_EXERCISE PROMPT_. Copy the mxmtoon interview from the words "I have the vocabulary" through "tell my story.", substituting "language" for "vocabulary".

_SOURCE PASSAGE_.
-- BEGIN --
The singer-songwriter released her sophomore album “rising” this year, keeps a dedicated following on all zoomer social media sites of choice (TikTok, YouTube and Instagram) and is currently in the middle of her second world tour. Although her trademark sound has garnered fans from all corners of the globe (and web), mxmtoon is now embarking on a new musical journey. In “rising,” the plucking of ukulele chords is camouflaged, or replaced altogether, by layers of bouncy dreambeats, synths and cyber-chic sonic waves. This album sounds as if someone’s taken the unbridled vulnerability of Mitski and paired it with all the danceability of a Rina Sawayama album. But don’t be fooled, everything on “rising” is pure mxmtoon. 

“rising” originally arrived on May 20, bonus track “kaleidoscope” released on Aug. 4 and last on deck is the “rising” deluxe album, which drops today, Sept. 16. In the midst of all this album-track-deluxe-release chaos, mxmtoon took the time to sit down with Character Media, answering some questions about her upward trajectory, future plans and trying to keep her life unequivocally hers while in the spotlight. 

You have so many other passions, like gaming, dancing and visual art. What made you decide on music as a career?

I fell into it. [I’ve] been doing music my whole entire life, because I was forced to play a handful of instruments growing up. When I was in high school, I started writing music in the background of going to school—it just gained traction for me. To this day, I’m trying to figure out how that happened, because I have no idea. But I’m glad it did. It was always a goal I had growing up, to pursue something that was creative and could allow me to have the flexibility to do anything I wanted to. 

What’s the biggest difference between “rising” and your previous albums?

I have the vocabulary to elaborate on what sounds I want to approach. Working on my first album, I didn’t know what layers were, how to stack vocals, or even have references in music. I listened to [that] album a couple weeks ago for the first time in a long time, and so many of the [songs] are about crushes I had in high school. [Laughs] “rising” is much more about my growth as an individual and figuring out how I tell my story.
-- END --
_DATA SEGMENT_.
-- BEGIN --
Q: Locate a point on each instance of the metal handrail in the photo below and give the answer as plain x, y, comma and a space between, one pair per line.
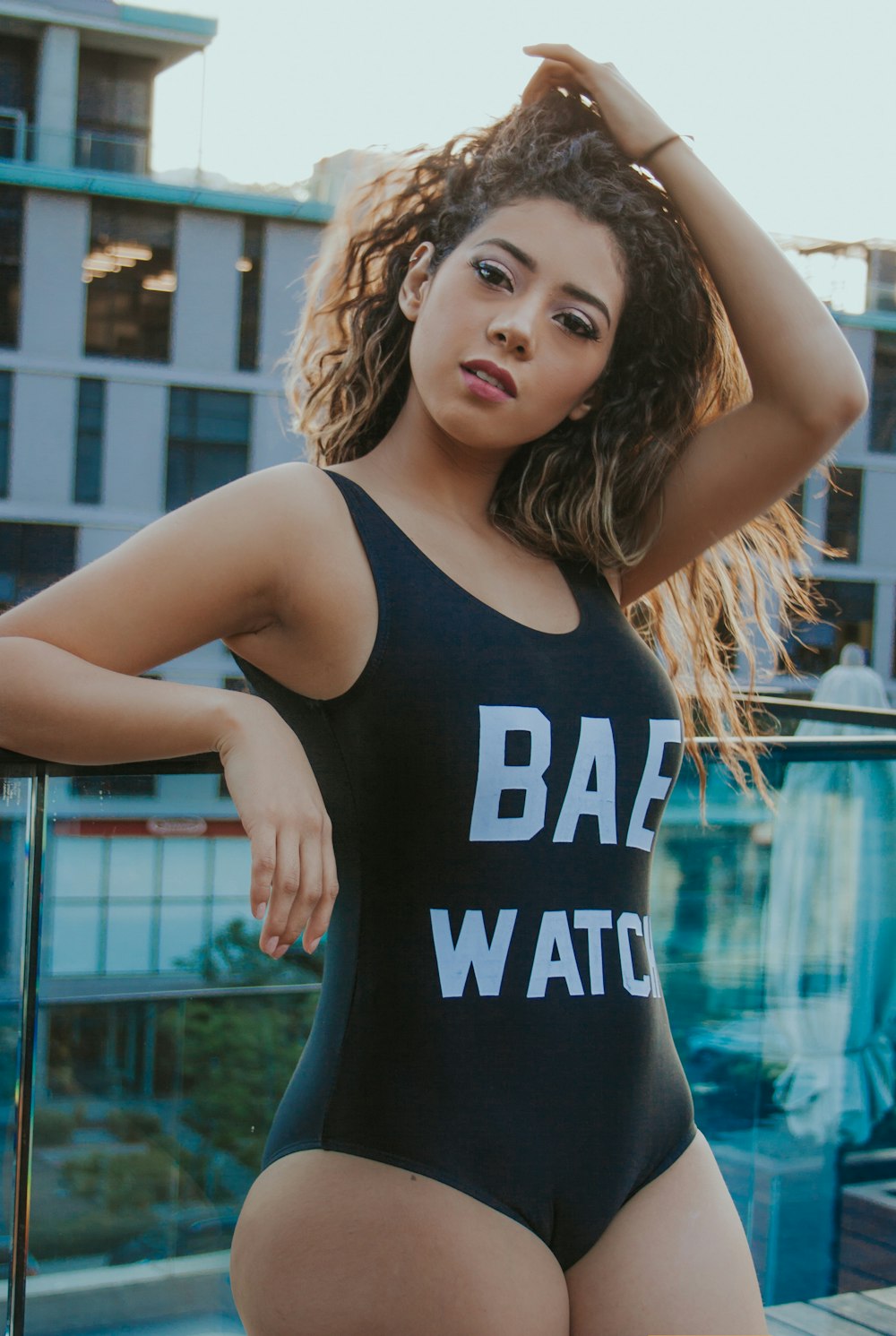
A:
16, 764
-- END --
_SOLUTION TO THIS PROBLEM_.
I have the language to elaborate on what sounds I want to approach. Working on my first album, I didn’t know what layers were, how to stack vocals, or even have references in music. I listened to [that] album a couple weeks ago for the first time in a long time, and so many of the [songs] are about crushes I had in high school. [Laughs] “rising” is much more about my growth as an individual and figuring out how I tell my story.